Which lines in the material below contain the string "hand"? List each of them in full.

* Begin SOURCE MATERIAL *

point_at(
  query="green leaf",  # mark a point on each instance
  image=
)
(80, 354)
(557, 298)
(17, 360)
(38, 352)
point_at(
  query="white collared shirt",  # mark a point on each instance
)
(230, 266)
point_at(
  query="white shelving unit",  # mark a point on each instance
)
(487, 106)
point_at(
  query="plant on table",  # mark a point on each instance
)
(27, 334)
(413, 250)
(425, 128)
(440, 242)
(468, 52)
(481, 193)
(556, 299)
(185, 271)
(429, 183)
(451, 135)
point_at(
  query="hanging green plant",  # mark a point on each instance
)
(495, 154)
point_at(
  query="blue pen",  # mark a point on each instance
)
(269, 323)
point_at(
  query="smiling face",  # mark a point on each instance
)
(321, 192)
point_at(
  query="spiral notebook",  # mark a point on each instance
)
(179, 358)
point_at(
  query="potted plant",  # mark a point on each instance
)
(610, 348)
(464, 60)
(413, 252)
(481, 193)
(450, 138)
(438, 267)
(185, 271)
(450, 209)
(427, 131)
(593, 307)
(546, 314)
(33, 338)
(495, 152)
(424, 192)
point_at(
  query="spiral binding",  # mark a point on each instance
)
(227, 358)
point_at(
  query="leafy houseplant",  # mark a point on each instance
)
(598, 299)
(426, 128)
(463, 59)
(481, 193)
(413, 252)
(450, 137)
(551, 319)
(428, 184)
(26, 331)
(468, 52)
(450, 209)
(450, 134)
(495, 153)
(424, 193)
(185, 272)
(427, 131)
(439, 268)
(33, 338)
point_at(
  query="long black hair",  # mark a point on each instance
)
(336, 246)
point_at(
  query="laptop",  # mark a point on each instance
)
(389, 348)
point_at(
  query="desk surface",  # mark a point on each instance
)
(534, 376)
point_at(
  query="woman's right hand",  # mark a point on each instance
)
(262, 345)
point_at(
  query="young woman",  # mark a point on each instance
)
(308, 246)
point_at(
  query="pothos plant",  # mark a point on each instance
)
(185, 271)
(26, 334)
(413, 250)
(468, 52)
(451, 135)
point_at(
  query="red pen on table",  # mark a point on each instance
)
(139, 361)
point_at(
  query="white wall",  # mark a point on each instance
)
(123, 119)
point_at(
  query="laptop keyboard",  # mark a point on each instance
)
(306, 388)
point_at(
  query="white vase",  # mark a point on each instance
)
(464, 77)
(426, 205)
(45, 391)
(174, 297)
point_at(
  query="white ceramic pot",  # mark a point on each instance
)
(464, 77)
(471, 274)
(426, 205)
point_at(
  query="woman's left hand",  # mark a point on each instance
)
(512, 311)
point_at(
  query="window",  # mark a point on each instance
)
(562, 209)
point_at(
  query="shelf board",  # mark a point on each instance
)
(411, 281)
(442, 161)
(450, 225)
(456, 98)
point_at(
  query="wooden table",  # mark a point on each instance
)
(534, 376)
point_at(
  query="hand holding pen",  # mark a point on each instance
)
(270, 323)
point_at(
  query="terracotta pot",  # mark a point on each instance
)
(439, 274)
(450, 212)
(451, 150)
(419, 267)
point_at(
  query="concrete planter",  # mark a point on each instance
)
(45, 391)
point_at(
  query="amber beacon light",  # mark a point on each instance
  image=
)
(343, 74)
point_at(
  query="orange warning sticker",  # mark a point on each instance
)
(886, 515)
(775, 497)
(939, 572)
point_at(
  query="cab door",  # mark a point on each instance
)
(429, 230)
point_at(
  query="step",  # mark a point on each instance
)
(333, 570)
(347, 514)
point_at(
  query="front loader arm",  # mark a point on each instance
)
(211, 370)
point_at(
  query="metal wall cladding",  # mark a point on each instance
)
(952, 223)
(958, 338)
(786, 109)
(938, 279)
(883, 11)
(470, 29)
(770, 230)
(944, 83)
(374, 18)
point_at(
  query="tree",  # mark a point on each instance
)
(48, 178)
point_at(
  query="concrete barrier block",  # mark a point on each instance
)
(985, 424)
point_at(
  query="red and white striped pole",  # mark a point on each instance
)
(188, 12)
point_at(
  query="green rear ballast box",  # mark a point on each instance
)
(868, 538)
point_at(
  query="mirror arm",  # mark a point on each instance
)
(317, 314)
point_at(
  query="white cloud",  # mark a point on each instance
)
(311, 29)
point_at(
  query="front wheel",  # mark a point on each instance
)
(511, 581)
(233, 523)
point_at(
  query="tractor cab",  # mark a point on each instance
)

* End SOURCE MATERIAL *

— THE REPLY —
  query="woman's right hand",  # mark a point on each instance
  query="woman's left hand",  # mark a point on each instance
  query="hand holding pen",  # mark a point on each instance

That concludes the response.